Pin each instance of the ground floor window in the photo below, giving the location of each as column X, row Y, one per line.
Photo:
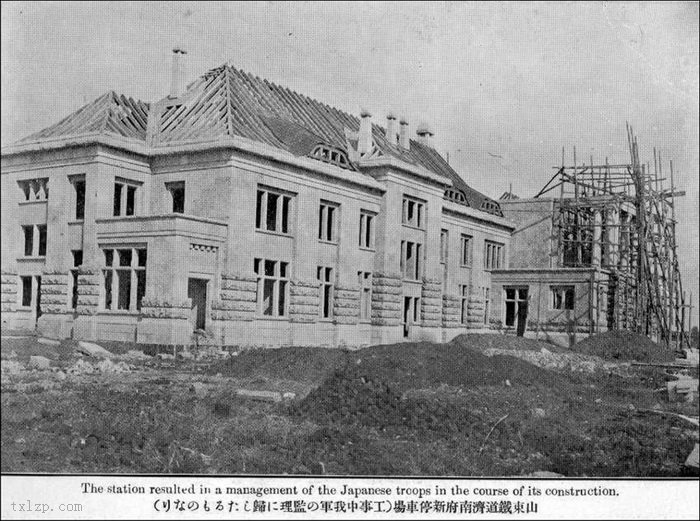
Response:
column 562, row 297
column 365, row 280
column 464, row 302
column 124, row 278
column 324, row 275
column 515, row 303
column 273, row 282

○ ○ ○

**EXERCISE AIM:**
Repeat, exactly and in full, every entry in the data, but not the pictures.

**ANSWER AREA:**
Pin each instance of the ground floor window in the photo below, giving the location of each as column X, row Y, one per line.
Photo:
Response:
column 562, row 297
column 365, row 280
column 464, row 302
column 124, row 278
column 324, row 275
column 515, row 303
column 273, row 282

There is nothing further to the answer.